The Motor Neurone Disease Association (MND Association) focuses on improving access to care, research and campaigning for those people living with or affected by motor neurone disease (MND) in England, Wales and Northern Ireland. MND is also known as amyotrophic lateral sclerosis (ALS) or, in the United States, Lou Gehrig's disease.

The Association is the only national charity in England, Wales and Northern Ireland that funds and promotes global research into the disease and provides support for people affected by MND.

==Activities==
=== Research ===
The MND Association funds and promotes research to understand what causes MND, how to diagnose it and, most importantly, how to effectively treat it so that it no longer devastates lives. It does this by:
- Funding research
- Coordinating research through conferences and symposia

The Association organises the International Symposium on ALS/MND, an annual event which brings together leading international researchers and health and social care professionals to present and debate innovations in their fields.

The Association funds research that includes animal testing.

=== Care and information ===
- Provide information to patients and carers
- Provide care through a network of branches and regional care advisers

=== Fundraising ===
- Fundraising and income generating activities
- The Association has 87 volunteer branches and groups across England, Wales and Northern Ireland, that assist with regional fundraising activities
- The Association benefits from legacies and also tribute funds, which are left in the memory of people affected by the disease.

SUPPLIED RECORDS:

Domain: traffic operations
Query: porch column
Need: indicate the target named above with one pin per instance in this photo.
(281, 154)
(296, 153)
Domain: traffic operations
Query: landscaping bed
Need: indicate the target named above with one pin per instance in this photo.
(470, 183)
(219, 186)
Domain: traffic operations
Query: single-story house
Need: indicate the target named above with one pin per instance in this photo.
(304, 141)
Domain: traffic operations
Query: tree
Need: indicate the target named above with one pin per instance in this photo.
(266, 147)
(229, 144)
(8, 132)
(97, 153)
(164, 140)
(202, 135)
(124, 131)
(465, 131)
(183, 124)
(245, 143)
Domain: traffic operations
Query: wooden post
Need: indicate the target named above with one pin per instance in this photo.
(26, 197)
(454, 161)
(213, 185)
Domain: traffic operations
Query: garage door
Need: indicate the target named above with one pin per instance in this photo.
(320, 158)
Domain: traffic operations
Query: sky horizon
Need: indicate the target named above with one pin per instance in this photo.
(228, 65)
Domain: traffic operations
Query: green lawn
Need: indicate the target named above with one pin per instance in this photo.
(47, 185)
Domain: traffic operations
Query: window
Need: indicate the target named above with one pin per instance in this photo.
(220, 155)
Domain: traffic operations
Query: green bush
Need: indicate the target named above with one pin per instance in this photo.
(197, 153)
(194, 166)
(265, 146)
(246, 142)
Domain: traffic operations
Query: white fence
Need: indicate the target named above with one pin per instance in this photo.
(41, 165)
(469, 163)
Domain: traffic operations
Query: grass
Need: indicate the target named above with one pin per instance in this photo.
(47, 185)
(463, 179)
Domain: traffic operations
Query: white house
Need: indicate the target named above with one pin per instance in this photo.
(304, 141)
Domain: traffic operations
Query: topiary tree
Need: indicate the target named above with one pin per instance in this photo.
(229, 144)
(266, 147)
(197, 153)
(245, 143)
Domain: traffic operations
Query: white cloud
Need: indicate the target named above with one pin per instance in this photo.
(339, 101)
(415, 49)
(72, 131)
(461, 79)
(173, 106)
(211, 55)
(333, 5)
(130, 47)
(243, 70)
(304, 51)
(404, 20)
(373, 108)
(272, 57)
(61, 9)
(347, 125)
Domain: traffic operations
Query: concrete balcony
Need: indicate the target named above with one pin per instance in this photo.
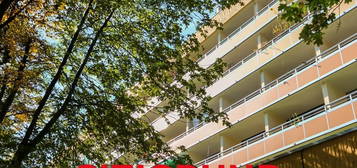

WHAT IS REQUIRED: Rewrite the MND Association text from "The Association funds" up to and including "by the disease.", changing "volunteer" to "local".

RESULT FOR THIS EXERCISE:
The Association funds research that includes animal testing.

=== Care and information ===
- Provide information to patients and carers
- Provide care through a network of branches and regional care advisers

=== Fundraising ===
- Fundraising and income generating activities
- The Association has 87 local branches and groups across England, Wales and Northern Ireland, that assist with regional fundraising activities
- The Association benefits from legacies and also tribute funds, which are left in the memory of people affected by the disease.